**INSTRUÇÕES DAS TAREFAS:**
1. Devolva, sem nenhuma alteração, a parte do trecho sobre o lobby que começa com as palavras "Quando banqueiros e" e termina com "de interesses legítimos.".
2. Como o trecho sobre o lobby define o lobby em síntese?

**TRECHO DO TEXTO:**

⟨

Washington, como Brasília, é cidade administrativa, em que a maioria das autoridades federais não reside – apenas se hospeda. Daí o termo norte-americano lobby – oriundo desse espaço de convívio dos hotéis - ter servido para hoje designar um conceito de ação política. Um conceito que tanto se aplica ao mal como ao bem.
Lobby é, em síntese, pressão para influenciar decisões.
Até aí, é procedimento que praticamente nasceu com a humanidade. Há o lobby bom e o lobby mau.
Quando os trabalhadores se organizam para pressionar às claras o Congresso Nacional em defesa de seus direitos, praticam o lobby bom.
Quando banqueiros e empreiteiros, na surdina, trocam financiamento eleitoral em caixa dois por alianças administrativas com os governantes, praticam o lobby mau.
A Ordem dos Advogados do Brasil, ao longo de sua história, ao vocalizar publicamente as causas da cidadania – e por elas lutar junto ao Poder Público – exerceu, e continua exercendo, pressão legítima em defesa de interesses legítimos.

⟩

**LINHAS FORNECIDAS:**

⟨

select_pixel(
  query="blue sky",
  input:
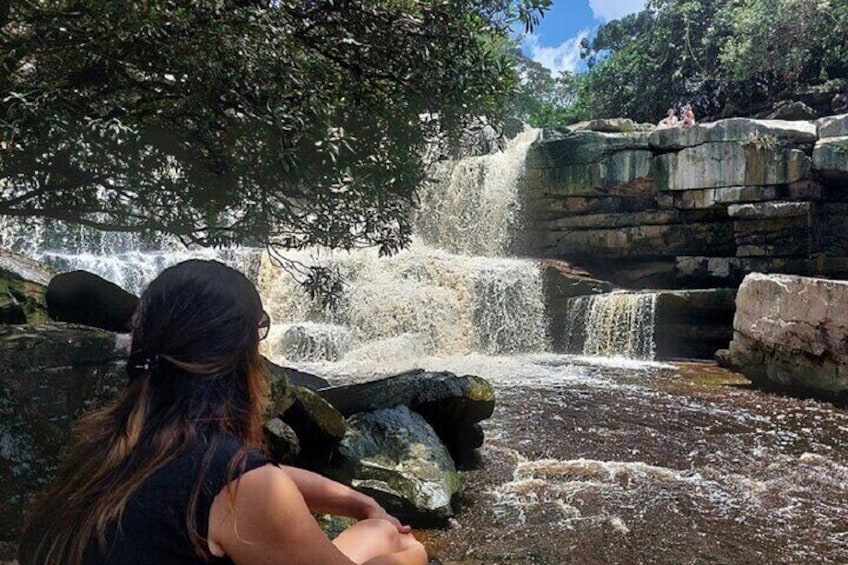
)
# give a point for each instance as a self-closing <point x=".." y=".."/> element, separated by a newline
<point x="556" y="42"/>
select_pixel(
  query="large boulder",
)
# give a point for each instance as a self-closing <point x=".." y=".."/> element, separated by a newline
<point x="791" y="332"/>
<point x="738" y="130"/>
<point x="586" y="162"/>
<point x="833" y="126"/>
<point x="396" y="457"/>
<point x="26" y="268"/>
<point x="451" y="404"/>
<point x="21" y="301"/>
<point x="791" y="110"/>
<point x="84" y="298"/>
<point x="562" y="282"/>
<point x="830" y="158"/>
<point x="714" y="165"/>
<point x="318" y="426"/>
<point x="49" y="375"/>
<point x="310" y="341"/>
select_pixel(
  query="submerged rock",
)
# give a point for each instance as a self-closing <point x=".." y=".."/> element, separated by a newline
<point x="396" y="457"/>
<point x="451" y="404"/>
<point x="318" y="425"/>
<point x="282" y="441"/>
<point x="831" y="158"/>
<point x="21" y="301"/>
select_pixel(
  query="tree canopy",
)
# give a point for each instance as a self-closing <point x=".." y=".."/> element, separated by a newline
<point x="725" y="57"/>
<point x="225" y="121"/>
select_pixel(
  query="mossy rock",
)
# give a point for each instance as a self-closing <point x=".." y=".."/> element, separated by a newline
<point x="21" y="301"/>
<point x="394" y="456"/>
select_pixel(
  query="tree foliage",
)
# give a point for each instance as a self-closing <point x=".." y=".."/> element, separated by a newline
<point x="725" y="57"/>
<point x="225" y="121"/>
<point x="542" y="99"/>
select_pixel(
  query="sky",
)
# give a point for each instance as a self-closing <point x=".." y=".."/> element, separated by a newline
<point x="555" y="43"/>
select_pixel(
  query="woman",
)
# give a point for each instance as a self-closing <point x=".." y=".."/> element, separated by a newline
<point x="173" y="473"/>
<point x="670" y="119"/>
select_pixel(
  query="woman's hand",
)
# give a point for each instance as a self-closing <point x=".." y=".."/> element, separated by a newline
<point x="373" y="510"/>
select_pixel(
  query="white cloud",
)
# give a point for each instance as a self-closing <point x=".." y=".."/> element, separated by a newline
<point x="606" y="10"/>
<point x="563" y="57"/>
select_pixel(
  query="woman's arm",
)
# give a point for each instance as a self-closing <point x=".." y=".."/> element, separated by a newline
<point x="326" y="496"/>
<point x="265" y="520"/>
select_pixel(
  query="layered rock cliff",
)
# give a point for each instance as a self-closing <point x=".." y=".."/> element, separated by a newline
<point x="692" y="207"/>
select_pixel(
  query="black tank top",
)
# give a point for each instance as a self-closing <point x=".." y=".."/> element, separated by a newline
<point x="153" y="528"/>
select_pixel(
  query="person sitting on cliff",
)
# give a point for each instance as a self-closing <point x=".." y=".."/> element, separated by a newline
<point x="670" y="120"/>
<point x="174" y="472"/>
<point x="688" y="116"/>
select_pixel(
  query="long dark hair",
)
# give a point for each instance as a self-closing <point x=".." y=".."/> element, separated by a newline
<point x="194" y="363"/>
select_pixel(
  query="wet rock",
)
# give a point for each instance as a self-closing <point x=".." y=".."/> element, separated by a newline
<point x="736" y="130"/>
<point x="49" y="375"/>
<point x="26" y="268"/>
<point x="282" y="394"/>
<point x="792" y="110"/>
<point x="609" y="125"/>
<point x="706" y="272"/>
<point x="282" y="441"/>
<point x="792" y="332"/>
<point x="563" y="281"/>
<point x="396" y="457"/>
<point x="21" y="301"/>
<point x="85" y="298"/>
<point x="830" y="158"/>
<point x="722" y="197"/>
<point x="33" y="348"/>
<point x="452" y="405"/>
<point x="318" y="426"/>
<point x="296" y="377"/>
<point x="833" y="126"/>
<point x="715" y="165"/>
<point x="584" y="162"/>
<point x="315" y="342"/>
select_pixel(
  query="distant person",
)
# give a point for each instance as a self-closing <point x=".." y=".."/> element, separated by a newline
<point x="840" y="103"/>
<point x="688" y="116"/>
<point x="670" y="120"/>
<point x="173" y="472"/>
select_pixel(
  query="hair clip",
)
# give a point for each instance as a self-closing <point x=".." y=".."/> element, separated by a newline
<point x="139" y="365"/>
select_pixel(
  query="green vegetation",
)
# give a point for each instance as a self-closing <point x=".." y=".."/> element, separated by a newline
<point x="725" y="57"/>
<point x="228" y="121"/>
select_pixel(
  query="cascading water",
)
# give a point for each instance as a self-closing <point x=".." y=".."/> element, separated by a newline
<point x="126" y="259"/>
<point x="585" y="462"/>
<point x="614" y="324"/>
<point x="451" y="293"/>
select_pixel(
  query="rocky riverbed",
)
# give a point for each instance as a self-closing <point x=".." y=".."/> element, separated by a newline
<point x="651" y="464"/>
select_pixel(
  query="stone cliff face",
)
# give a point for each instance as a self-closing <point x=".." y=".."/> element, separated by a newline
<point x="692" y="207"/>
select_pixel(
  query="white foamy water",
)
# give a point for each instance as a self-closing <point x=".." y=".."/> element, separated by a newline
<point x="126" y="259"/>
<point x="425" y="300"/>
<point x="472" y="207"/>
<point x="614" y="324"/>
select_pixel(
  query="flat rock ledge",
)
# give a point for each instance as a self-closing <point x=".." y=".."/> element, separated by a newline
<point x="791" y="333"/>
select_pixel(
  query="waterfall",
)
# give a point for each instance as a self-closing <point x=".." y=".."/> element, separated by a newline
<point x="452" y="292"/>
<point x="422" y="301"/>
<point x="614" y="324"/>
<point x="472" y="206"/>
<point x="126" y="259"/>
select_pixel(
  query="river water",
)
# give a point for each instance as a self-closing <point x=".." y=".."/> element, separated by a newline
<point x="589" y="462"/>
<point x="586" y="460"/>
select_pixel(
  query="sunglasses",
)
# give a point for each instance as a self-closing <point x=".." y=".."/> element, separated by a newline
<point x="264" y="325"/>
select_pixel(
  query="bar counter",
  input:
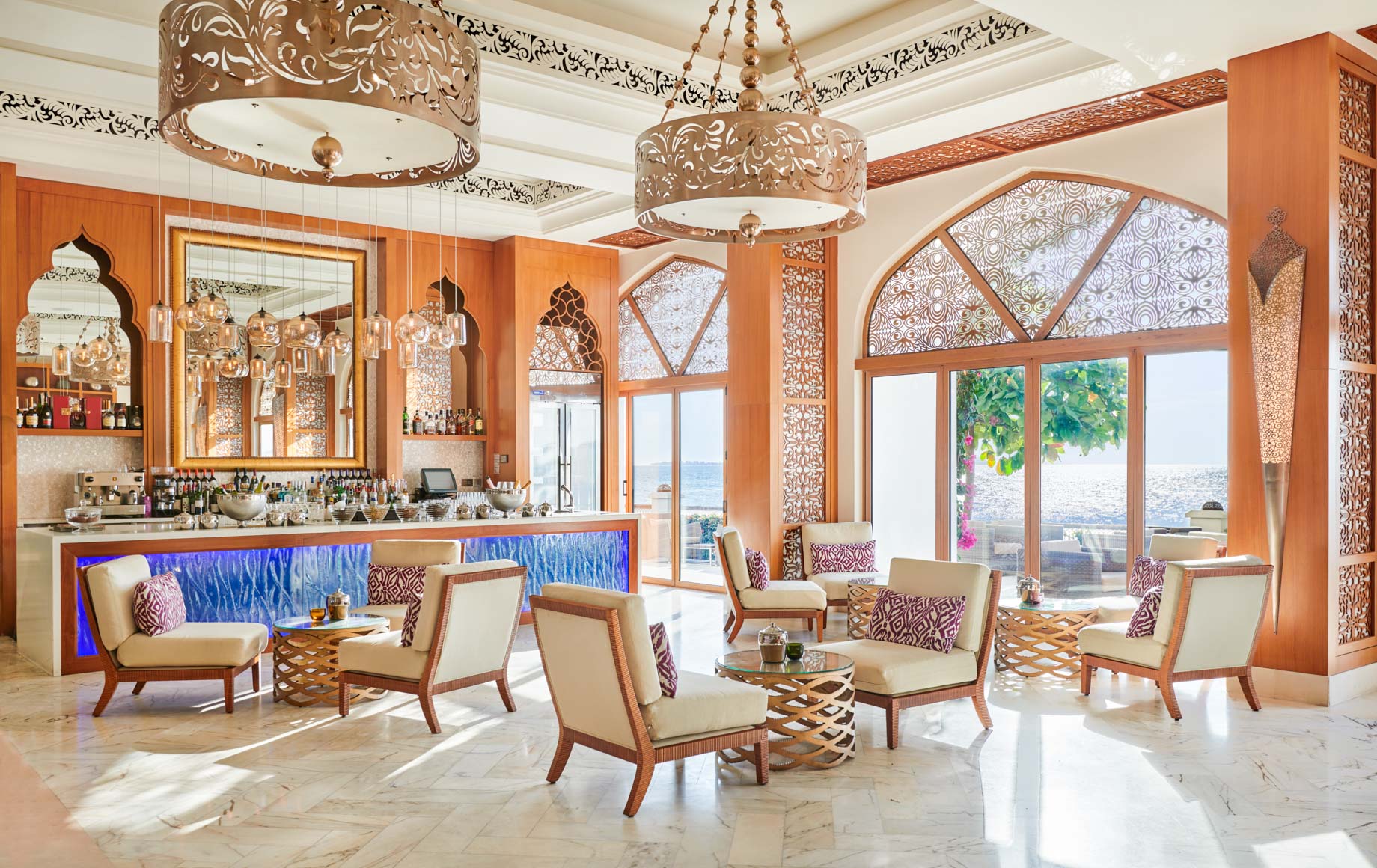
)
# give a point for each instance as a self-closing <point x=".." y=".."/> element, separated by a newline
<point x="265" y="573"/>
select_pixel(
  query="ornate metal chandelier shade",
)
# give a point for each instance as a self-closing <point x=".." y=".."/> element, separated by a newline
<point x="751" y="174"/>
<point x="320" y="91"/>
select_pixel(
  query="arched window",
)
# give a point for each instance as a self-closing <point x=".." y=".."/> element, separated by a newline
<point x="674" y="323"/>
<point x="1047" y="382"/>
<point x="1055" y="258"/>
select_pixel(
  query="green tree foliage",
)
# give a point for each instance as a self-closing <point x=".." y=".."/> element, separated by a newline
<point x="1084" y="408"/>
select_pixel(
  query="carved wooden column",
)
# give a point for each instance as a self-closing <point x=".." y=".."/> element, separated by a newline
<point x="1301" y="138"/>
<point x="781" y="412"/>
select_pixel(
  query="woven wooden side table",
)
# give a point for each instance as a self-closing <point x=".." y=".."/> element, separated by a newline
<point x="306" y="659"/>
<point x="811" y="707"/>
<point x="1036" y="640"/>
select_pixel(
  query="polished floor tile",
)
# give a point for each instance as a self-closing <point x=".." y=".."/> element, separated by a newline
<point x="168" y="780"/>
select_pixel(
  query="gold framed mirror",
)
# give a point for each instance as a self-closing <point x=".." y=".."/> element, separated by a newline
<point x="222" y="415"/>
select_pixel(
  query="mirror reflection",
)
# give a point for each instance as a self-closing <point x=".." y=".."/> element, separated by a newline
<point x="270" y="373"/>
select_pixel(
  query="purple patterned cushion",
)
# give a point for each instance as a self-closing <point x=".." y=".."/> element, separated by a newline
<point x="923" y="622"/>
<point x="390" y="586"/>
<point x="664" y="660"/>
<point x="159" y="605"/>
<point x="413" y="614"/>
<point x="843" y="557"/>
<point x="757" y="569"/>
<point x="1144" y="617"/>
<point x="1147" y="573"/>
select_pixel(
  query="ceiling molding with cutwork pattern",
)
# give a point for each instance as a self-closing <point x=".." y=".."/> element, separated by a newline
<point x="129" y="126"/>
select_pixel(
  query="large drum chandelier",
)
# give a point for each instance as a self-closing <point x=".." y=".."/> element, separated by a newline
<point x="355" y="93"/>
<point x="751" y="174"/>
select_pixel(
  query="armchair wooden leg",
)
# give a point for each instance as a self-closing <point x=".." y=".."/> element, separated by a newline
<point x="229" y="692"/>
<point x="982" y="710"/>
<point x="1170" y="697"/>
<point x="763" y="758"/>
<point x="645" y="769"/>
<point x="106" y="692"/>
<point x="562" y="751"/>
<point x="506" y="692"/>
<point x="1245" y="681"/>
<point x="429" y="710"/>
<point x="736" y="627"/>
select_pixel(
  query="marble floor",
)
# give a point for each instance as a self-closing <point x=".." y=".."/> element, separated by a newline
<point x="168" y="780"/>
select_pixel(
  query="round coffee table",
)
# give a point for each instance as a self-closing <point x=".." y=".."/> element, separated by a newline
<point x="1036" y="640"/>
<point x="811" y="712"/>
<point x="306" y="659"/>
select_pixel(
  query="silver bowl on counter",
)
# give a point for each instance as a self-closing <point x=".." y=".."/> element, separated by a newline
<point x="506" y="499"/>
<point x="241" y="507"/>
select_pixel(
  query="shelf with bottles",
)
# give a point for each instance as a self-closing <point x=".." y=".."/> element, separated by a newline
<point x="465" y="424"/>
<point x="77" y="433"/>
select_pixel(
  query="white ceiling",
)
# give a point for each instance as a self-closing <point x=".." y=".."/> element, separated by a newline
<point x="908" y="73"/>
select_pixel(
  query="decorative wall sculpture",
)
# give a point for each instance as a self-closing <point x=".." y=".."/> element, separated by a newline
<point x="1275" y="288"/>
<point x="1026" y="248"/>
<point x="674" y="323"/>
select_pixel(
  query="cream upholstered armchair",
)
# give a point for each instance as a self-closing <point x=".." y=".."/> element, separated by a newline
<point x="192" y="652"/>
<point x="1206" y="627"/>
<point x="603" y="679"/>
<point x="895" y="676"/>
<point x="465" y="634"/>
<point x="1164" y="547"/>
<point x="836" y="584"/>
<point x="780" y="599"/>
<point x="408" y="553"/>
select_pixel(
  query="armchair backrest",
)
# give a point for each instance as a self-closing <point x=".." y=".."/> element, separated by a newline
<point x="416" y="553"/>
<point x="831" y="532"/>
<point x="952" y="579"/>
<point x="111" y="587"/>
<point x="473" y="619"/>
<point x="731" y="551"/>
<point x="584" y="653"/>
<point x="1180" y="547"/>
<point x="634" y="627"/>
<point x="1212" y="611"/>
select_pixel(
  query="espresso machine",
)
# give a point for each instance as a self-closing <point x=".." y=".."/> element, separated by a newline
<point x="117" y="492"/>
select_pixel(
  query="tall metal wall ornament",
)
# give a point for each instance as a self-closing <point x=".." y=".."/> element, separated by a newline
<point x="1275" y="290"/>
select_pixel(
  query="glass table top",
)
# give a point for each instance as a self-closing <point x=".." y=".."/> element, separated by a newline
<point x="1052" y="604"/>
<point x="354" y="622"/>
<point x="811" y="663"/>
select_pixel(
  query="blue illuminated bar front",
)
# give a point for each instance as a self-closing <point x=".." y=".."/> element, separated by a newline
<point x="265" y="584"/>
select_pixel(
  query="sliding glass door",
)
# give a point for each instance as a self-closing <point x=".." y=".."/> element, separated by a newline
<point x="677" y="466"/>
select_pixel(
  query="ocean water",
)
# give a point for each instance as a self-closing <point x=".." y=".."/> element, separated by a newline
<point x="1072" y="494"/>
<point x="1098" y="494"/>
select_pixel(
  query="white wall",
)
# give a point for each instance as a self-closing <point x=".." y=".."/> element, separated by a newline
<point x="1183" y="155"/>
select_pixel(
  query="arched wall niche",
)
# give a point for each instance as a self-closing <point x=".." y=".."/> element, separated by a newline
<point x="73" y="301"/>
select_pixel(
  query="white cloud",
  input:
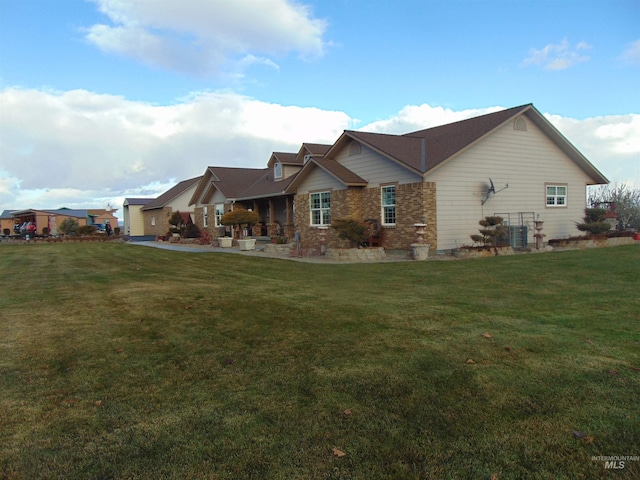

⟩

**RESPOSTAS DO EXERCÍCIO:**
1.
Quando banqueiros e empreiteiros, na surdina, trocam financiamento eleitoral em caixa dois por alianças administrativas com os governantes, praticam o lobby mau.
A Ordem dos Advogados do Brasil, ao longo de sua história, ao vocalizar publicamente as causas da cidadania – e por elas lutar junto ao Poder Público – exerceu, e continua exercendo, pressão legítima em defesa de interesses legítimos.

2. Como pressão para influenciar decisões.